» ABOUT THIS EXERCISE
Every line from the one holding "What element on screen corresponds to the mooring" through the last line of the records must be retyped exactly, and no other line or picture may appear in the copy.

[Dataset records]
● ● ●

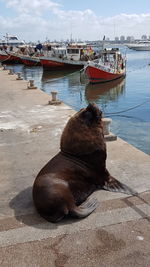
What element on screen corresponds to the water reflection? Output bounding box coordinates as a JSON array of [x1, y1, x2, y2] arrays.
[[85, 77, 125, 104], [22, 66, 43, 85], [41, 69, 76, 83], [8, 64, 43, 88]]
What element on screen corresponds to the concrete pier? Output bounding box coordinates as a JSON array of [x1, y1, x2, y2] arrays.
[[0, 68, 150, 267]]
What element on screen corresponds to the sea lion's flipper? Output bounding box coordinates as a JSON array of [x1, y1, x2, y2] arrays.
[[70, 198, 98, 218], [102, 177, 137, 196]]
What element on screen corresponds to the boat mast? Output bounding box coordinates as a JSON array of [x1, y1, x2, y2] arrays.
[[6, 33, 9, 45], [102, 35, 105, 50]]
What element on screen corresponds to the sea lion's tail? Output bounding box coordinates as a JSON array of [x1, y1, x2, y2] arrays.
[[70, 198, 98, 218], [102, 176, 137, 195]]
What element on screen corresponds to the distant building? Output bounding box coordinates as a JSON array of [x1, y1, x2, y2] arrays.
[[115, 37, 119, 42], [126, 36, 134, 42], [141, 35, 147, 40], [120, 36, 125, 42]]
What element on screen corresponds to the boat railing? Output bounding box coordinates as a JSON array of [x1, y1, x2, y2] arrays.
[[87, 59, 117, 73]]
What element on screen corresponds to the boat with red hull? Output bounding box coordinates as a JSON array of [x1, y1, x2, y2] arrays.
[[84, 48, 126, 84], [40, 45, 96, 70]]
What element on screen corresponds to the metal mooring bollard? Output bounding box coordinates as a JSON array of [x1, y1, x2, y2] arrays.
[[16, 72, 23, 80], [102, 118, 112, 135], [48, 91, 61, 105], [27, 79, 37, 89], [8, 69, 14, 75], [3, 65, 7, 70], [51, 91, 57, 101], [102, 118, 117, 141]]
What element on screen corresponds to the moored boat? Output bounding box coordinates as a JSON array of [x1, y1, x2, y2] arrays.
[[126, 41, 150, 51], [0, 34, 25, 47], [40, 44, 98, 70], [84, 48, 126, 84]]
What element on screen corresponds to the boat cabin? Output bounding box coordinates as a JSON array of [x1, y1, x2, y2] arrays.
[[98, 48, 124, 68], [52, 46, 85, 61], [50, 43, 96, 61], [52, 47, 67, 58], [66, 47, 83, 60], [0, 34, 25, 47], [100, 48, 119, 61]]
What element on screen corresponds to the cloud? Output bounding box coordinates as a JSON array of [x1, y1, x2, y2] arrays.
[[1, 0, 150, 41], [3, 0, 61, 14]]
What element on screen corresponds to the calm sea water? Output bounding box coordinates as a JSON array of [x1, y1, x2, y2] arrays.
[[9, 46, 150, 155]]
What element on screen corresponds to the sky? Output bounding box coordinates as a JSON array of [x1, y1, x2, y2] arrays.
[[0, 0, 150, 42]]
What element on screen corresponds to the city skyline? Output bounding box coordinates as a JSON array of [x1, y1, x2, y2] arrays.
[[1, 0, 150, 42]]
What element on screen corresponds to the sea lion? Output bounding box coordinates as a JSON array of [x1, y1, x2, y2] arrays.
[[33, 103, 136, 222]]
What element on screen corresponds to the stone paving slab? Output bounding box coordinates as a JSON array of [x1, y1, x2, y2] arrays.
[[0, 218, 150, 267]]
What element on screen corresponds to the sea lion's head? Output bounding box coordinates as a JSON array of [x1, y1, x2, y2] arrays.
[[60, 103, 105, 156]]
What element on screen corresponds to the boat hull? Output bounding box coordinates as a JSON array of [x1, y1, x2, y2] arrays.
[[127, 44, 150, 51], [7, 54, 22, 64], [0, 52, 22, 64], [85, 65, 126, 84], [40, 57, 85, 70], [0, 53, 10, 62], [21, 57, 41, 66], [132, 47, 150, 51]]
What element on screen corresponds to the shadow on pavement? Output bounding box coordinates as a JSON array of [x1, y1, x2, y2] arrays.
[[9, 187, 150, 230], [9, 187, 82, 229]]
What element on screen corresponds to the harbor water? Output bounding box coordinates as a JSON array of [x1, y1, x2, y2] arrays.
[[8, 47, 150, 155]]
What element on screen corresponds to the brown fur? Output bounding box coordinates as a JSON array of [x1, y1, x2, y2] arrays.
[[33, 103, 136, 222]]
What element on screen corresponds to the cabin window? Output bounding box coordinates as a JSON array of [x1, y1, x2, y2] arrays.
[[10, 37, 18, 40], [67, 49, 79, 54]]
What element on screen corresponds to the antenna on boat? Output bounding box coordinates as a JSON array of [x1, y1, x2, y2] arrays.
[[70, 33, 73, 44], [3, 33, 9, 45], [102, 35, 105, 50]]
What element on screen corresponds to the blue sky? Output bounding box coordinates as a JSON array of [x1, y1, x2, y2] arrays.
[[0, 0, 150, 41], [57, 0, 150, 16]]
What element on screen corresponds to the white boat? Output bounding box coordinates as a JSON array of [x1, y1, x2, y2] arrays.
[[0, 34, 25, 47], [126, 41, 150, 51]]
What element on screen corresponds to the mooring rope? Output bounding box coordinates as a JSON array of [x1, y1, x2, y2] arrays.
[[126, 64, 148, 73], [0, 54, 11, 63], [43, 69, 81, 83], [104, 98, 150, 116]]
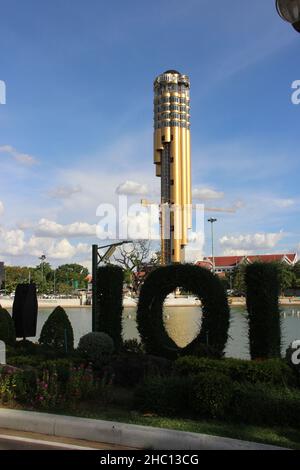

● ● ●

» RESPONSE AREA
What element on screen corresponds to the mooring rope? Output bounding box coordinates as a JSON array of [x1, y1, x2, y2] arrays.
[[126, 64, 148, 73], [0, 54, 11, 63], [43, 69, 81, 83], [104, 98, 150, 116]]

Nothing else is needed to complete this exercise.